[Start of Attachment]

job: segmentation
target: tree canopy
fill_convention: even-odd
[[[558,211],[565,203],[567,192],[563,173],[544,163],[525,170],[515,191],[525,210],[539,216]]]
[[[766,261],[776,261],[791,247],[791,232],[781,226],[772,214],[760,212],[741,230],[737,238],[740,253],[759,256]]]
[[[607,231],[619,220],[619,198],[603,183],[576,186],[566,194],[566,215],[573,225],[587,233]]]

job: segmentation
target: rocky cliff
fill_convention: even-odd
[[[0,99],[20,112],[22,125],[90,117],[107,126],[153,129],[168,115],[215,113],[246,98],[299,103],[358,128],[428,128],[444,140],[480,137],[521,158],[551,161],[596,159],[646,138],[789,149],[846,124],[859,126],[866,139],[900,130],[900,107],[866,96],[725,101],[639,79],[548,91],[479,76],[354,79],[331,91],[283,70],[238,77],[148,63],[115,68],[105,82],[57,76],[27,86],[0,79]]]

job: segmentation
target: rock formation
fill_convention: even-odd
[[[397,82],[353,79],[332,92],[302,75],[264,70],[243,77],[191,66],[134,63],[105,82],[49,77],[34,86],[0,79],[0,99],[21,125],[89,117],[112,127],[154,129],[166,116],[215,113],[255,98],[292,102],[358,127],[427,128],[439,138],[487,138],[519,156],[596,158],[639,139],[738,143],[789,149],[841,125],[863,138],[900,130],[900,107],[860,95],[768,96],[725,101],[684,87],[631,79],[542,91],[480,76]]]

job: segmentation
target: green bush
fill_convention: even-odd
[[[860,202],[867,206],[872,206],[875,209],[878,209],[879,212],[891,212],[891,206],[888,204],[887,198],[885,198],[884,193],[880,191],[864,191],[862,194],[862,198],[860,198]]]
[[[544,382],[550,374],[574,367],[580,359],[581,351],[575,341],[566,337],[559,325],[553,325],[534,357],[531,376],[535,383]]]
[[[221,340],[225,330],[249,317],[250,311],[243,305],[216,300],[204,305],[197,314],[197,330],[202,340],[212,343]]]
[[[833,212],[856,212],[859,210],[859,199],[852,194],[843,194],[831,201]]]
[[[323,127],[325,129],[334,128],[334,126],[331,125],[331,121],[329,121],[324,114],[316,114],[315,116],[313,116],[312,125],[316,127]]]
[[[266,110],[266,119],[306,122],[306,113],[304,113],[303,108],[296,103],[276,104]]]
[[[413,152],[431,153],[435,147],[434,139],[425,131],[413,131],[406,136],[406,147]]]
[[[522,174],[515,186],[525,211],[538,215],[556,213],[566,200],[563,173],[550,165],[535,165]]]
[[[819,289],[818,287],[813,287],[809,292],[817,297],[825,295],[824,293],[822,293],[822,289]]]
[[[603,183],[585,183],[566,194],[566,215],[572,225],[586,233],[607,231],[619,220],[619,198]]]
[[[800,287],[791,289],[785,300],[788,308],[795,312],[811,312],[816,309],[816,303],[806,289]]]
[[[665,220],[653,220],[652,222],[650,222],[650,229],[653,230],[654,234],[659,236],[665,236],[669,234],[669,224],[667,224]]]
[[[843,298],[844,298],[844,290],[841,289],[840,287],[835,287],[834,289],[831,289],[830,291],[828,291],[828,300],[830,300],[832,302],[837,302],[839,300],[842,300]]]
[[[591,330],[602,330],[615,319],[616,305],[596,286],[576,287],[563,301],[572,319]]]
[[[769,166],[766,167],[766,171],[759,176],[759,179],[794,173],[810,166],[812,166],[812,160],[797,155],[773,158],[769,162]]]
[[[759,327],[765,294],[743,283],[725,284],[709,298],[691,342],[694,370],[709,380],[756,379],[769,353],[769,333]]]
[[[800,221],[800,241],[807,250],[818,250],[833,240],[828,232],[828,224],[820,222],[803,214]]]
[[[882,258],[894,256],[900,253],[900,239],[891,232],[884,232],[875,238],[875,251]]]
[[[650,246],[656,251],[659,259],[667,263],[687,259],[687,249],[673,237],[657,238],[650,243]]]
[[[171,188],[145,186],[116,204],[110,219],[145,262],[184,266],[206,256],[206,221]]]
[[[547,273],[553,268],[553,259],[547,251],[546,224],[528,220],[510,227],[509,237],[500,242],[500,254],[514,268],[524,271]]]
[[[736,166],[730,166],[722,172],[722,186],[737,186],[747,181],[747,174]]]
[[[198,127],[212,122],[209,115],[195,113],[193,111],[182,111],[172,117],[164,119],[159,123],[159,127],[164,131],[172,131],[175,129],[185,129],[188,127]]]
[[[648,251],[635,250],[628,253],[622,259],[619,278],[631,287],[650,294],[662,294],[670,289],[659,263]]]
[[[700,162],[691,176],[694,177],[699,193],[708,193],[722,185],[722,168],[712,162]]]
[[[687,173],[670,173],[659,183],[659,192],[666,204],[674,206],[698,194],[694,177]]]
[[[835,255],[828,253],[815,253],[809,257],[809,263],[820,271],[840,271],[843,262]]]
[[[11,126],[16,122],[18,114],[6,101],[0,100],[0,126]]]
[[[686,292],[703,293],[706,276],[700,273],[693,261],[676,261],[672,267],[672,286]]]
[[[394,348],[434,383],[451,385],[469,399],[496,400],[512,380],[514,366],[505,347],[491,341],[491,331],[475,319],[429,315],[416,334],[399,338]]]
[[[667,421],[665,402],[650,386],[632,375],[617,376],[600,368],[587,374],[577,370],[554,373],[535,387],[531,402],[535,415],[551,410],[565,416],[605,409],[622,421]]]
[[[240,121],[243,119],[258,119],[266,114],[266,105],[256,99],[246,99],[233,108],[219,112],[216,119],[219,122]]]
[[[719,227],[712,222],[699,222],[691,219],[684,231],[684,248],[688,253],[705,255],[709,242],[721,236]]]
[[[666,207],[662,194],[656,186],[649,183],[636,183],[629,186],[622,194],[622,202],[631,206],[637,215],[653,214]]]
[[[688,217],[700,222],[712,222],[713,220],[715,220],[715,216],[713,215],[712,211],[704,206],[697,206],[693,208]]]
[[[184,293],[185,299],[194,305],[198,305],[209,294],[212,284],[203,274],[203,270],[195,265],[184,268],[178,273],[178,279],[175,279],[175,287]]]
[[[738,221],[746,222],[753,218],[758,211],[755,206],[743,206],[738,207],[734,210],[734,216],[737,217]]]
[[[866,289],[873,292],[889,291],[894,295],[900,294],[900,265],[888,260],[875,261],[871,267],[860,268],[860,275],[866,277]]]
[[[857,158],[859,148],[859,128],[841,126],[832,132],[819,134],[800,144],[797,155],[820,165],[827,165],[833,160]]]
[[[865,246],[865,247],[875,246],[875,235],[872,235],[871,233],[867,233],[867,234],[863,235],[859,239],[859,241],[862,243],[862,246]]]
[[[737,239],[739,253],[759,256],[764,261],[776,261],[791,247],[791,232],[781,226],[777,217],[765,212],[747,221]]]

[End of Attachment]

_Requirement:_
Print out the whole listing exactly as it appears.

_Task response:_
job: segmentation
target: tree canopy
fill_convention: even-odd
[[[558,211],[565,203],[567,192],[563,173],[544,163],[525,170],[515,191],[525,210],[539,216]]]
[[[766,261],[776,261],[791,247],[791,232],[781,226],[772,214],[760,212],[741,230],[737,238],[740,253],[759,256]]]
[[[607,231],[619,220],[619,198],[603,183],[576,186],[566,194],[566,215],[573,225],[587,233]]]

job: segmentation
target: rocky cliff
fill_convention: even-odd
[[[0,99],[20,112],[22,125],[90,117],[107,126],[153,129],[168,115],[215,113],[246,98],[299,103],[358,128],[428,128],[444,140],[480,137],[521,158],[551,161],[596,159],[646,138],[789,149],[846,124],[859,126],[866,139],[900,130],[900,107],[866,96],[725,101],[639,79],[548,91],[479,76],[354,79],[331,91],[283,70],[238,77],[148,63],[115,68],[105,82],[57,76],[27,86],[0,79]]]

job: segmentation
target: rock formation
fill_convention: even-odd
[[[397,82],[353,79],[332,92],[302,75],[264,70],[243,77],[191,66],[134,63],[105,82],[49,77],[34,86],[0,79],[0,99],[21,125],[89,117],[112,127],[154,129],[166,116],[215,113],[255,98],[292,102],[358,127],[427,128],[439,138],[487,138],[519,156],[596,158],[639,139],[738,143],[789,149],[841,125],[863,138],[900,130],[900,107],[860,95],[768,96],[725,101],[684,87],[631,79],[542,91],[480,76]]]

job: segmentation
target: green bush
fill_convention: even-odd
[[[860,202],[867,206],[872,206],[875,209],[878,209],[879,212],[891,212],[891,206],[888,204],[887,198],[885,198],[884,193],[880,191],[864,191],[862,194],[862,198],[860,198]]]
[[[544,382],[550,374],[574,367],[580,359],[581,351],[575,341],[566,337],[559,325],[553,325],[534,357],[531,376],[535,383]]]
[[[221,340],[225,330],[249,317],[250,311],[243,305],[216,300],[204,305],[197,314],[197,330],[202,340],[212,343]]]
[[[833,212],[856,212],[859,210],[859,199],[852,194],[843,194],[831,201]]]
[[[323,127],[325,129],[334,128],[334,126],[331,125],[331,121],[329,121],[324,114],[316,114],[315,116],[313,116],[312,125],[316,127]]]
[[[266,110],[266,119],[306,122],[306,113],[304,113],[303,108],[296,103],[276,104]]]
[[[413,152],[431,153],[435,147],[434,139],[425,131],[413,131],[406,136],[406,147]]]
[[[522,174],[515,186],[525,211],[538,215],[556,213],[566,200],[563,173],[550,165],[535,165]]]
[[[819,289],[818,287],[813,287],[809,292],[817,297],[825,295],[824,293],[822,293],[822,289]]]
[[[603,183],[585,183],[566,194],[566,215],[572,225],[586,233],[607,231],[619,220],[619,198]]]
[[[800,287],[791,289],[785,300],[788,308],[795,312],[811,312],[816,309],[816,303],[806,289]]]
[[[665,220],[653,220],[652,222],[650,222],[650,229],[653,230],[654,234],[659,236],[665,236],[669,234],[669,224],[667,224]]]
[[[843,298],[844,298],[844,290],[841,289],[840,287],[835,287],[834,289],[831,289],[830,291],[828,291],[828,300],[830,300],[832,302],[837,302],[839,300],[842,300]]]
[[[591,330],[602,330],[615,319],[616,305],[596,286],[576,287],[563,301],[572,319]]]
[[[769,166],[766,167],[766,171],[759,176],[759,179],[794,173],[810,166],[812,166],[812,160],[797,155],[773,158],[769,162]]]
[[[759,327],[765,294],[743,283],[725,284],[709,298],[691,342],[694,370],[709,380],[756,379],[769,353],[769,333]]]
[[[800,221],[800,241],[807,250],[818,250],[833,240],[828,232],[828,224],[820,222],[803,214]]]
[[[882,258],[894,256],[900,253],[900,239],[891,232],[884,232],[875,238],[875,251]]]
[[[650,246],[656,251],[659,259],[667,263],[687,259],[687,249],[673,237],[657,238],[650,243]]]
[[[171,188],[145,186],[116,204],[110,219],[145,262],[184,266],[206,256],[206,221]]]
[[[547,273],[553,268],[553,259],[547,251],[546,224],[528,220],[510,227],[509,237],[500,242],[500,254],[514,268],[524,271]]]
[[[736,166],[730,166],[722,172],[722,186],[737,186],[747,181],[747,174]]]
[[[198,127],[212,122],[209,115],[195,113],[193,111],[182,111],[172,117],[164,119],[159,123],[159,127],[164,131],[172,131],[175,129],[185,129],[188,127]]]
[[[648,251],[635,250],[628,253],[622,259],[619,278],[631,287],[650,294],[662,294],[670,289],[659,263]]]
[[[700,162],[691,176],[694,177],[699,193],[708,193],[722,185],[722,168],[712,162]]]
[[[687,173],[670,173],[659,183],[659,192],[666,204],[674,206],[698,194],[694,177]]]
[[[835,255],[828,253],[815,253],[809,257],[809,263],[820,271],[840,271],[843,262]]]
[[[11,126],[16,122],[18,114],[6,101],[0,100],[0,126]]]
[[[686,292],[703,293],[706,276],[700,273],[693,261],[676,261],[672,267],[672,286]]]
[[[394,348],[434,383],[451,385],[469,399],[496,400],[512,380],[514,366],[505,347],[491,341],[491,331],[475,319],[429,315],[416,334],[399,338]]]
[[[667,421],[665,402],[650,386],[632,375],[617,376],[600,368],[587,374],[577,370],[554,373],[535,387],[531,402],[535,415],[551,410],[565,416],[605,409],[622,421]]]
[[[240,121],[243,119],[258,119],[266,114],[266,105],[256,99],[246,99],[233,108],[219,112],[216,119],[219,122]]]
[[[719,227],[712,222],[699,222],[691,219],[684,231],[684,248],[688,253],[705,255],[709,242],[721,236]]]
[[[666,207],[662,194],[656,186],[649,183],[636,183],[629,186],[622,194],[622,202],[631,206],[637,215],[653,214]]]
[[[688,217],[700,222],[712,222],[713,220],[715,220],[715,216],[713,215],[712,211],[704,206],[697,206],[693,208]]]
[[[184,293],[185,299],[194,305],[198,305],[209,294],[212,284],[203,274],[203,270],[195,265],[184,268],[178,273],[178,279],[175,279],[175,287]]]
[[[738,221],[746,222],[753,218],[758,211],[755,206],[743,206],[738,207],[734,210],[734,216],[737,217]]]
[[[866,289],[873,292],[889,291],[894,295],[900,294],[900,265],[888,260],[875,261],[871,267],[860,268],[860,275],[866,277]]]
[[[857,158],[859,148],[859,128],[841,126],[832,132],[819,134],[800,144],[797,155],[820,165],[827,165],[833,160]]]
[[[865,246],[865,247],[875,246],[875,235],[872,235],[871,233],[867,233],[867,234],[863,235],[859,239],[859,241],[862,243],[862,246]]]
[[[737,239],[739,253],[759,256],[764,261],[776,261],[791,247],[791,232],[781,226],[777,217],[765,212],[747,221]]]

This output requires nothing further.